» **ACTIVITY**
Translate this sentence from the article on Navy shipboard artwork into Spanish: "Her first painting was on a door to one of deck department's offices."

» **TEXT FOR ANALYSIS**
______

ATLANTIC OCEAN (NNS) -- A long-lasting tradition in the Navy is decorating bulkheads with colorful artwork that expresses pride in the ship the artist is attached to.
There is no rating and no specialty which trains or mandates these works of art, but instead a motivated hobbyist to step up to the deckplate.
One such artist just completed her final piece aboard aircraft carrier USS Dwight D. Eisenhower (CVN 69) (Ike), March 19.
"I've always painted as a hobby," said Yeoman 3rd Class Aline Nordelus, from Miami, who currently works as an administrative clerk in the commanding officer's administrative division. "I started in middle school when I realized I really loved painting. My art teacher actually got me a scholarship to a private art high school in southern Florida, but my parents couldn't afford for me to go. Instead, I went to regular public high school where I continued to paint."
Nordelus enlisted in the Navy to pursue greater career opportunities and began her tour aboard Ike as an undesignated deck seaman. Besides painting bulkheads haze gray, her talent remained only a hobby until the door to apply it opened.
"My leading petty officer at the time addressed the division and asked, 'Who knows how to paint?'" Nordelus said. "I was never that enthusiastic about the boatswain's mate job -- like tying knots and mooring lines -- as I've always liked the administrative side more, but when he asked I thought 'This is my in!'"
Her first painting was on a door to one of deck department's offices. The executive officer personally complimented her, and she earned a whole new responsibility. In the following months, she painted many other doors, the ship's rat guards, the wildcats and a mural in the forecastle, in addition to many other pieces throughout the ship.

______

» **LISTED ENTRIES**
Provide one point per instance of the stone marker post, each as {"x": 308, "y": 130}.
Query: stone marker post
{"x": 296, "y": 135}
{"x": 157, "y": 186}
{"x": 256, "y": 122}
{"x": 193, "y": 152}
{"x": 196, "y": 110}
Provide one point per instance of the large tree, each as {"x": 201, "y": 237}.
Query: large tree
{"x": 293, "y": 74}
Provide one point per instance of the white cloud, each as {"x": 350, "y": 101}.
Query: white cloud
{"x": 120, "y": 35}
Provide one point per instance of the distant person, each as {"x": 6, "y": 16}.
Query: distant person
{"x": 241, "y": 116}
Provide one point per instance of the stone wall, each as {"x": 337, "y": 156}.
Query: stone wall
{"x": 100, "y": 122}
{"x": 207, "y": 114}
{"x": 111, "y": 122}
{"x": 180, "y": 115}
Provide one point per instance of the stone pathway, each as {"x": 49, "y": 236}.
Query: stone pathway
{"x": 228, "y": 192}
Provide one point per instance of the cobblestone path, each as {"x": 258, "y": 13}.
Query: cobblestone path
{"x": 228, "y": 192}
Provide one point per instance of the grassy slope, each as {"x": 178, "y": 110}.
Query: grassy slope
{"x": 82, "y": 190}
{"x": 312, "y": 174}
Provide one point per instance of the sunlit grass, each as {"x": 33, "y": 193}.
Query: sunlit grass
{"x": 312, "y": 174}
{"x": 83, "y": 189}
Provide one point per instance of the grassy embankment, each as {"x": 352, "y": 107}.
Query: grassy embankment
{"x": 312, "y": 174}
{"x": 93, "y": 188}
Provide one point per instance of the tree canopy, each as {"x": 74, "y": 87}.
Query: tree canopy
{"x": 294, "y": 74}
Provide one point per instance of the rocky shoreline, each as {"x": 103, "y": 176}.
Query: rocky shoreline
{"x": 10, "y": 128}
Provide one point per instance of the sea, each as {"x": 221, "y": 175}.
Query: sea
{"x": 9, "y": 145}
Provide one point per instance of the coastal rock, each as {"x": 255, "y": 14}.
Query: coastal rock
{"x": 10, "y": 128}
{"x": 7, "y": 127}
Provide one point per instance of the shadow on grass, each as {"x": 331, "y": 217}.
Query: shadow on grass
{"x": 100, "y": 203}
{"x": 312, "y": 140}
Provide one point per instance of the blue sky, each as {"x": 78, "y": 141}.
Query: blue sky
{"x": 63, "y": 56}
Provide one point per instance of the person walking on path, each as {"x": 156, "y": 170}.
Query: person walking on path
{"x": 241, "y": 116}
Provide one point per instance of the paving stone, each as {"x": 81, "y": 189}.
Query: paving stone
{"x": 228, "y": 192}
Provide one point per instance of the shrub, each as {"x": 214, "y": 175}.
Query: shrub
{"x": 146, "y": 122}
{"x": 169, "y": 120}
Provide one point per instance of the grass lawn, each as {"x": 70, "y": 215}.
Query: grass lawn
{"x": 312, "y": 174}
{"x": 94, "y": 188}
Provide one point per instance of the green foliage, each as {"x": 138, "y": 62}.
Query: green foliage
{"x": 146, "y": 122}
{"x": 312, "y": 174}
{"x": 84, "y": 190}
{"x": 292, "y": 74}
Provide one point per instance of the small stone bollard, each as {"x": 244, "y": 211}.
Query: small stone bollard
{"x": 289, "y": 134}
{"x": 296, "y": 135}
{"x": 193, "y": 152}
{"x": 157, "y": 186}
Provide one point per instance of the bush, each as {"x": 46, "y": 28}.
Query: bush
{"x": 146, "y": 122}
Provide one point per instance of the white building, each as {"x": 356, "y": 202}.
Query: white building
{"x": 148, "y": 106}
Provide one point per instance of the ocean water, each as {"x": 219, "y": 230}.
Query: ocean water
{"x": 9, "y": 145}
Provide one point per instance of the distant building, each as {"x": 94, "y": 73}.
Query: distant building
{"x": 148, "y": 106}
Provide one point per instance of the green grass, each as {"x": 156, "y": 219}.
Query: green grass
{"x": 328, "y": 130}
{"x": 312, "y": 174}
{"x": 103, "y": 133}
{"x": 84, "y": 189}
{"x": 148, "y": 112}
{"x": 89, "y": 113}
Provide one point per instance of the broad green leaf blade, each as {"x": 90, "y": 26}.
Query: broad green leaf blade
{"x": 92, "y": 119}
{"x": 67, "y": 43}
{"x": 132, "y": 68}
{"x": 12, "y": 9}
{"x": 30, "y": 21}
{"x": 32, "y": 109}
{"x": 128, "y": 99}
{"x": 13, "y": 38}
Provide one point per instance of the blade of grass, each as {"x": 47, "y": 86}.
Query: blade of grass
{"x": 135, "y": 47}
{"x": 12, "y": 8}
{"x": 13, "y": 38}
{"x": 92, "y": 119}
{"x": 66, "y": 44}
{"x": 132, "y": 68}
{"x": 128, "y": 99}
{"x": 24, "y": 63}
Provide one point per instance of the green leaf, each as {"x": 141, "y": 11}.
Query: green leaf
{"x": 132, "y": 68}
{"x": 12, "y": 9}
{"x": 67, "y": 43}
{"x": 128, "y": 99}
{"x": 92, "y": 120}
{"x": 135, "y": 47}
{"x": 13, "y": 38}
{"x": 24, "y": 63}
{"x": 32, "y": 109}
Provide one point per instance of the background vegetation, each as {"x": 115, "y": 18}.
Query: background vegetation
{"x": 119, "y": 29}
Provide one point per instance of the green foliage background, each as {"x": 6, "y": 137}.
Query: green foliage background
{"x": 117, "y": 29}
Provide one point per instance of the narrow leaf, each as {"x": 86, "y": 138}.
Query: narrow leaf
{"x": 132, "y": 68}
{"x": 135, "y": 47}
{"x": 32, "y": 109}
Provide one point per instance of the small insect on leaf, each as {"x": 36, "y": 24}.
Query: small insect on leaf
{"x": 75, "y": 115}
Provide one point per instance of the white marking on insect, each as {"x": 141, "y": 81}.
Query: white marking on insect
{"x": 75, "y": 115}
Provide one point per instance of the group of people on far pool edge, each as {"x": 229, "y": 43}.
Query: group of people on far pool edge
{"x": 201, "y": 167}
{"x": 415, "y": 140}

______

» **TASK OUTPUT**
Su primera pintura fue en una puerta de una de las oficinas del departamento de cubierta.